> _ACTIVITIES_
(1) In the passage on the Houthi ceasefire, reproduce the text word for word, starting at "The Houthis halted" and ending at "by the Houthis.".
(2) Using the passage on the Houthi ceasefire, answer the following:
(a) On what date did the United States launch its campaign of strikes against Houthi targets in Yemen?
(b) Which country brokered the ceasefire between the U.S. and the Houthis?
(c) Who was Trump meeting with when the ceasefire announcement took place?

Top of EXCERPT TO READ

The Houthis halted their attacks on vessels following the January 2025 Gaza war ceasefire, but immediately resumed the attacks after Israel ended the ceasefire by bombing the Gaza Strip in March 2025. As a result, the United States launched a large campaign of air and naval strikes against Houthi targets in Yemen on March 15, 2025, including radar systems, air defenses, and ballistic and drone launch sites used by the Houthis.

== Ceasefire deal ==

Trump announcing the ceasefire with Carney

On May 6, 2025, U.S. president Donald Trump declared an end to the strikes on Yemen, stating that they were over, "effective immediately," as a result of a ceasefire between the U.S. and the Houthis, brokered by Oman. The announcement took place during a meeting with Canadian Prime Minister Mark Carney at the Oval Office. The Houthis agreed to halt attacks on vessels in the Red Sea but emphasized that the ceasefire did not in "any way, shape, or form" apply to Israel. While Trump framed the truce as the Houthis having "capitulated" and not "want[ing] to fight anymore," while also having shown "a lot of bravery," the Houthis stated that it was in fact the U.S. that "backed down." Administration officials interviewed by The New York Times said that Trump agreed to the cease fire because the airstrikes were not achieving their objectives and the United States failed to achieve air superiority against the Houthis. According to reports, Iran played a role in persuading the Houthis to reach a truce with the United States to help build "momentum" for the 2025 Iran–United States negotiations.

Bottom of EXCERPT TO READ
Top of RECORDED INFORMATION

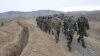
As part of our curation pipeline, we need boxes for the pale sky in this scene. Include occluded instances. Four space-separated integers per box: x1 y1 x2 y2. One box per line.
0 0 100 13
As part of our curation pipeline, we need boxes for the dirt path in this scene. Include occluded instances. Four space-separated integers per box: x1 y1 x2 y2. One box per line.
60 33 97 56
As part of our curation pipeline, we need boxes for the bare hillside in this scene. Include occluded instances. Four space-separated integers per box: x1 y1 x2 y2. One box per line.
0 19 100 56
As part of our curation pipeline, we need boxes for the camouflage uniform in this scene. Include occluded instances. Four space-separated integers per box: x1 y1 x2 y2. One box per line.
52 17 61 43
77 16 89 48
63 16 76 51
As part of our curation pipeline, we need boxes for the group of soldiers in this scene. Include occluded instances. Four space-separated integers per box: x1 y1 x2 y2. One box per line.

Bottom of RECORDED INFORMATION

> _EXERCISE ANSWERS_
(1)
The Houthis halted their attacks on vessels following the January 2025 Gaza war ceasefire, but immediately resumed the attacks after Israel ended the ceasefire by bombing the Gaza Strip in March 2025. As a result, the United States launched a large campaign of air and naval strikes against Houthi targets in Yemen on March 15, 2025, including radar systems, air defenses, and ballistic and drone launch sites used by the Houthis.

(2)
(a) March 15, 2025
(b) Oman
(c) Canadian Prime Minister Mark Carney